Render every line of the records below as a JSON list of strings, one string per line, omitting any blank lines.

-- start of Record extracts --

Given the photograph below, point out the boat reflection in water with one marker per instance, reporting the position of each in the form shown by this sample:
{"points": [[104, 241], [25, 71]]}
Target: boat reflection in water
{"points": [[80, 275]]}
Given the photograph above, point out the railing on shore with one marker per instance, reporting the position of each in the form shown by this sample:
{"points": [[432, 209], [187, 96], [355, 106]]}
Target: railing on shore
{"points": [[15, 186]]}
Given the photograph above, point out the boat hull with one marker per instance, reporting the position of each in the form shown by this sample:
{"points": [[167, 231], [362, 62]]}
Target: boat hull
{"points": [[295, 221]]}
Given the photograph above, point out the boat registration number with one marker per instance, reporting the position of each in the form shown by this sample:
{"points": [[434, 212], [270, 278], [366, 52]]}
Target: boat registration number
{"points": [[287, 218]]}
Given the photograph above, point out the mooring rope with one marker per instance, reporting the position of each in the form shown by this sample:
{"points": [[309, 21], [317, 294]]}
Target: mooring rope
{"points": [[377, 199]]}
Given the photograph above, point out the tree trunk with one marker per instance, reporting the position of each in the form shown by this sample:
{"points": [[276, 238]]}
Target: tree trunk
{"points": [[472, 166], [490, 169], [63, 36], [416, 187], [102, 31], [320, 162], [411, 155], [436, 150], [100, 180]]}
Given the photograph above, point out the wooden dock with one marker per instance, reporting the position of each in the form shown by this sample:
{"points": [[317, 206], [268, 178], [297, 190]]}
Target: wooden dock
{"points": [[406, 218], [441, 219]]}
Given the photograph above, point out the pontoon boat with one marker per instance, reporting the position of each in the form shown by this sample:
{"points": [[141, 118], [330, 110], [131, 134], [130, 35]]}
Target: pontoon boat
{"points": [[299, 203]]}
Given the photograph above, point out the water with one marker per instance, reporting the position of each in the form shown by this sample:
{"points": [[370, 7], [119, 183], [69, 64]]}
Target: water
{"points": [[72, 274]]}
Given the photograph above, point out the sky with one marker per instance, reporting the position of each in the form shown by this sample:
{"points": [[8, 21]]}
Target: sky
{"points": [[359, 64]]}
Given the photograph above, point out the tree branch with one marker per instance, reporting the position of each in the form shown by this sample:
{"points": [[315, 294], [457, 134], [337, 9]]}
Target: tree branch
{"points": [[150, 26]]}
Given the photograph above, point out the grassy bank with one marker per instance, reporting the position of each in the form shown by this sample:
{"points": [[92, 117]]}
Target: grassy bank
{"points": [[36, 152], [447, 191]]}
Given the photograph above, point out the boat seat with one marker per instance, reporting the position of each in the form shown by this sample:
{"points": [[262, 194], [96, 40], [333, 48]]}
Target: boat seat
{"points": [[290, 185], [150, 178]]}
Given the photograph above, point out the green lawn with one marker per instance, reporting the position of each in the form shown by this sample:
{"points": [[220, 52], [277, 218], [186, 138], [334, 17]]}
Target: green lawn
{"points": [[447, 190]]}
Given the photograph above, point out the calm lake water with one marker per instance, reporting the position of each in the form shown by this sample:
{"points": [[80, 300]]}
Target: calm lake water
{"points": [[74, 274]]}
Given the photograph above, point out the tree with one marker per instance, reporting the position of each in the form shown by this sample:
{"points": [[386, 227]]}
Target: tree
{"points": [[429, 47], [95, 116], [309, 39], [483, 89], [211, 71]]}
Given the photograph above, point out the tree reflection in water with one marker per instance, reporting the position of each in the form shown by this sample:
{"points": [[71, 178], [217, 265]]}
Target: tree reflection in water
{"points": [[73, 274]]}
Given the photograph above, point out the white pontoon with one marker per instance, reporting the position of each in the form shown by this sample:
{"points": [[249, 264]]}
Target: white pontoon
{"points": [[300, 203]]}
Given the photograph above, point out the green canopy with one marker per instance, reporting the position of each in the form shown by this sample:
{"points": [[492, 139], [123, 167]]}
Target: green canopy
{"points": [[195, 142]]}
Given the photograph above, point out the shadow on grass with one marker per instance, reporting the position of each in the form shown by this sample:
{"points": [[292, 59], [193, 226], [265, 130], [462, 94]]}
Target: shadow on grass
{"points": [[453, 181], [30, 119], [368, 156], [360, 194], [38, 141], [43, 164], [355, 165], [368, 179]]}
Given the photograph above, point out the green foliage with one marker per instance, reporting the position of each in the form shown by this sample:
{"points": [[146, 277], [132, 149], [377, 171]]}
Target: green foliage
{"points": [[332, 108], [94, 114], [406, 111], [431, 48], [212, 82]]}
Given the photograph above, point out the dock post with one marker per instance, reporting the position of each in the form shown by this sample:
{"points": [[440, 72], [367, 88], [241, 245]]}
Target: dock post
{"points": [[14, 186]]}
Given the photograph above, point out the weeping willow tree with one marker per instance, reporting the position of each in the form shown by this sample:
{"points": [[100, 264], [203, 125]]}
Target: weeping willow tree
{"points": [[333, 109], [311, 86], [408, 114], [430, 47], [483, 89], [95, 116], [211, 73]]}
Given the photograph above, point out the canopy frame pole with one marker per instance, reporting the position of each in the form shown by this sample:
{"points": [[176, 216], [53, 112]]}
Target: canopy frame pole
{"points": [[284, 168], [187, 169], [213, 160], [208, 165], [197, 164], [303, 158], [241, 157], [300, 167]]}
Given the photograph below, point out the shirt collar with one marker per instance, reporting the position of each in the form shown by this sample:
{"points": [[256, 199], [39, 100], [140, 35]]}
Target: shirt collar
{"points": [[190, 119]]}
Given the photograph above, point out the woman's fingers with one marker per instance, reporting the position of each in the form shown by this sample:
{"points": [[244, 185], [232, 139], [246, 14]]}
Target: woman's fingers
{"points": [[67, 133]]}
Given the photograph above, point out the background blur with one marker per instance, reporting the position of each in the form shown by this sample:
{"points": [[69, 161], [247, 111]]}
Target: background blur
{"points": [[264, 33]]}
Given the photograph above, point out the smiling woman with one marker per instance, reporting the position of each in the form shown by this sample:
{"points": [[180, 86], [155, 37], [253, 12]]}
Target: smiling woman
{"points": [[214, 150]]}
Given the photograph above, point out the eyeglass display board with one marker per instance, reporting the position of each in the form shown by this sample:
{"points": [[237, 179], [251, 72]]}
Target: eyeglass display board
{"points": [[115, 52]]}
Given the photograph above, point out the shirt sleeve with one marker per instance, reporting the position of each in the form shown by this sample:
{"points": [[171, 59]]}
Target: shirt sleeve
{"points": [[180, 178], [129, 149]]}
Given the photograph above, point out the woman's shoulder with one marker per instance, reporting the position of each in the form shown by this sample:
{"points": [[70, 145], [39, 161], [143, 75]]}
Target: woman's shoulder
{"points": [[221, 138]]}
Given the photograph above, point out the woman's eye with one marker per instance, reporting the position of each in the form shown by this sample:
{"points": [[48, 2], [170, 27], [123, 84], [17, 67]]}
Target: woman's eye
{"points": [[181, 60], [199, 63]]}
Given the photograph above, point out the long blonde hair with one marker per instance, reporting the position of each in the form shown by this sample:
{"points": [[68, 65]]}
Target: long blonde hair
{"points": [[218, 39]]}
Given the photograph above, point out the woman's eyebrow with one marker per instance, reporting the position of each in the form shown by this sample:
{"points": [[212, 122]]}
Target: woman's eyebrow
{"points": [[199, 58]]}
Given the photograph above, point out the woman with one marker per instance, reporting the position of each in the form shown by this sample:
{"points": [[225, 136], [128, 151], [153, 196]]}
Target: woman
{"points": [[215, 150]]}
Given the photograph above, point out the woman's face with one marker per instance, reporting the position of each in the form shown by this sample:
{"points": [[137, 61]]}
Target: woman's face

-- end of Record extracts --

### Task result
[
  "Given the photograph below, point out the boat reflection in water with one marker per instance, reporting the position of each in the form shown by this sample:",
  "{\"points\": [[104, 241], [25, 71]]}",
  "Target: boat reflection in water",
  "{\"points\": [[80, 275]]}",
  "Given the photograph above, point out the railing on shore with one marker per instance, reporting the position of each in the form shown by this sample:",
  "{\"points\": [[432, 209], [187, 96], [355, 106]]}",
  "Target: railing on shore",
  "{\"points\": [[15, 186]]}",
  "Given the photograph above, point out the boat hull with one marker per instance, reporting the position of each in the form shown by this sample:",
  "{\"points\": [[167, 231], [362, 62]]}",
  "Target: boat hull",
  "{\"points\": [[295, 221]]}",
  "Given the photograph above, point out the boat registration number with one marker per instance, reporting the position of each in the form shown by this sample:",
  "{\"points\": [[434, 212], [270, 278], [366, 52]]}",
  "Target: boat registration number",
  "{\"points\": [[287, 218]]}",
  "Given the photograph above, point out the mooring rope with one marker per instance, reporting the position of each in the form shown by this sample:",
  "{\"points\": [[309, 21], [317, 294]]}",
  "Target: mooring rope",
  "{\"points\": [[377, 199]]}",
  "Given the photograph above, point out the tree trunk with one marker per instance, reporting the position of each in the form shown by this sample:",
  "{\"points\": [[276, 238]]}",
  "Target: tree trunk",
  "{\"points\": [[472, 166], [490, 169], [63, 36], [416, 187], [102, 31], [320, 162], [411, 155], [436, 150], [100, 180]]}",
  "Given the photograph above, point out the wooden dock with one marker per instance, reporting the position of each in the form shown by this sample:",
  "{\"points\": [[317, 206], [268, 178], [297, 190]]}",
  "Target: wooden dock",
  "{\"points\": [[406, 218], [441, 219]]}",
  "Given the photograph above, point out the pontoon boat with one marker per instance, reporting the position of each in the form shown by this sample:",
  "{\"points\": [[141, 118], [330, 110], [131, 134], [130, 35]]}",
  "Target: pontoon boat",
  "{\"points\": [[299, 203]]}",
  "Given the photograph above, point out the water with one marker per instance, reporting the position of each in the form shown by this sample:",
  "{\"points\": [[370, 7], [119, 183], [69, 64]]}",
  "Target: water",
  "{\"points\": [[72, 274]]}",
  "Given the photograph above, point out the sky with one marker per instance, reporting the position of each in the form shown by this sample:",
  "{\"points\": [[8, 21]]}",
  "Target: sky",
  "{\"points\": [[359, 64]]}",
  "Given the photograph above, point out the tree branch with one marker per instance, reporting the position of each in the form shown by this sample:",
  "{\"points\": [[315, 294], [457, 134], [337, 9]]}",
  "Target: tree branch",
  "{\"points\": [[150, 26]]}",
  "Given the photograph above, point out the grassy bank with one marker per instance, reporting the position of each in the form shown by this sample:",
  "{\"points\": [[92, 117]]}",
  "Target: grassy bank",
  "{\"points\": [[36, 152], [447, 191]]}",
  "Given the photograph above, point out the boat seat with one marker per instance, reporting the position of each in the form shown by this sample:",
  "{\"points\": [[262, 194], [96, 40], [333, 48]]}",
  "Target: boat seat",
  "{\"points\": [[290, 185], [150, 178]]}",
  "Given the photograph above, point out the green lawn with one marker per instance, reporting the position of each in the form shown by this sample:",
  "{\"points\": [[220, 52], [277, 218], [186, 138], [334, 17]]}",
  "Target: green lawn",
  "{\"points\": [[447, 190]]}",
  "Given the photograph above, point out the calm lake water with one marker per instance, reporting the position of each in the form shown by this sample:",
  "{\"points\": [[80, 300]]}",
  "Target: calm lake water",
  "{\"points\": [[74, 274]]}",
  "Given the photograph above, point out the tree with one marker per instance, reporting the position of each in the form shown by this sample:",
  "{\"points\": [[386, 227]]}",
  "Target: tree",
  "{\"points\": [[429, 47], [95, 116], [309, 39], [483, 89], [211, 71]]}",
  "Given the photograph above, point out the tree reflection in water with one marker per instance, reporting the position of each in the form shown by this sample:",
  "{\"points\": [[71, 178], [217, 265]]}",
  "Target: tree reflection in water",
  "{\"points\": [[73, 274]]}",
  "Given the photograph above, point out the white pontoon with one marker per instance, reporting the position of each in the form shown by this sample:",
  "{\"points\": [[249, 264]]}",
  "Target: white pontoon",
  "{\"points\": [[300, 203]]}",
  "Given the photograph above, point out the green canopy with one marker per instance, reporting the position of each in the form shown by this sample:",
  "{\"points\": [[492, 139], [123, 167]]}",
  "Target: green canopy",
  "{\"points\": [[195, 142]]}",
  "Given the photograph above, point out the shadow on grass with one marker per instance, reporting the position of each in the form shown by this sample:",
  "{\"points\": [[292, 59], [193, 226], [265, 130], [462, 94]]}",
  "Target: shadow on grass",
  "{\"points\": [[453, 181], [30, 119], [368, 156], [360, 194], [38, 141], [43, 164], [355, 165], [368, 179]]}",
  "Given the photograph above, point out the green foliage with one marker per instance, reporting the position of each in the form shown by this sample:",
  "{\"points\": [[146, 277], [132, 149], [377, 171]]}",
  "Target: green foliage",
  "{\"points\": [[332, 108], [94, 114], [406, 111], [431, 48], [212, 82]]}",
  "Given the photograph above, point out the dock post with one marker per instance, reporting the position of each in the form shown by this sample:",
  "{\"points\": [[440, 72], [367, 88], [241, 245]]}",
  "Target: dock post",
  "{\"points\": [[14, 186]]}",
  "Given the photograph above, point out the weeping willow tree with one marker per instance, reporting the position of each in the form shown by this sample:",
  "{\"points\": [[100, 264], [203, 125]]}",
  "Target: weeping willow tree",
  "{\"points\": [[333, 109], [311, 86], [408, 114], [430, 47], [483, 89], [95, 116], [211, 73]]}",
  "Given the photograph above, point out the canopy frame pole with one marker per instance, reporting the position of each in the form shown by this sample:",
  "{\"points\": [[176, 216], [53, 112]]}",
  "Target: canopy frame pole",
  "{\"points\": [[284, 168], [187, 169], [213, 160], [208, 165], [197, 164], [303, 158], [241, 157], [300, 167]]}",
  "Given the photograph below, point out the shirt collar with one marker per instance, reporting the position of each in the form shown by this sample:",
  "{\"points\": [[256, 199], [39, 100], [140, 35]]}",
  "Target: shirt collar",
  "{\"points\": [[190, 119]]}",
  "Given the photograph above, point out the woman's fingers with one marker per instance, reporting the position of each in the form shown by this sample:",
  "{\"points\": [[244, 185], [232, 139], [246, 14]]}",
  "Target: woman's fingers",
  "{\"points\": [[67, 133]]}",
  "Given the photograph above, point out the background blur with one marker per instance, reporting the position of each in the form shown by this sample:",
  "{\"points\": [[69, 161], [247, 111]]}",
  "Target: background blur",
  "{\"points\": [[264, 33]]}",
  "Given the photograph above, point out the smiling woman with one marker per instance, reporting the position of each in the form shown by this sample:",
  "{\"points\": [[180, 86], [155, 37], [253, 12]]}",
  "Target: smiling woman",
  "{\"points\": [[214, 150]]}",
  "Given the photograph above, point out the eyeglass display board with one marker per instance, reporting the position of each in the form shown by this sample:",
  "{\"points\": [[237, 179], [251, 72]]}",
  "Target: eyeglass display board",
  "{\"points\": [[115, 52]]}",
  "Given the photograph above, point out the shirt sleeve with one marker per instance, reporting the position of each in the form shown by this sample:",
  "{\"points\": [[171, 59]]}",
  "Target: shirt sleeve",
  "{\"points\": [[180, 178], [129, 149]]}",
  "Given the photograph above, point out the woman's shoulder with one marker per instance, reporting the position of each in the form shown by this sample:",
  "{\"points\": [[70, 145], [39, 161], [143, 75]]}",
  "Target: woman's shoulder",
  "{\"points\": [[221, 138]]}",
  "Given the photograph above, point out the woman's eye with one marker per instance, reporting the position of each in the form shown by this sample:",
  "{\"points\": [[48, 2], [170, 27], [123, 84], [17, 67]]}",
  "Target: woman's eye",
  "{\"points\": [[181, 60], [199, 63]]}",
  "Given the photograph above, point out the long blonde hair with one marker per instance, reporting the position of each in the form shown by this sample:",
  "{\"points\": [[68, 65]]}",
  "Target: long blonde hair",
  "{\"points\": [[218, 39]]}",
  "Given the photograph above, point out the woman's eyebrow with one marker per instance, reporting the position of each in the form shown by this sample:",
  "{\"points\": [[212, 122]]}",
  "Target: woman's eyebrow",
  "{\"points\": [[199, 58]]}",
  "Given the photograph above, point out the woman with one marker per instance, reporting the position of each in the form shown by this sample:",
  "{\"points\": [[225, 136], [128, 151], [153, 196]]}",
  "Target: woman",
  "{\"points\": [[215, 150]]}",
  "Given the photograph above, point out the woman's face with one marker per instance, reporting the position of each in the form shown by this sample:",
  "{\"points\": [[137, 61]]}",
  "Target: woman's face"
]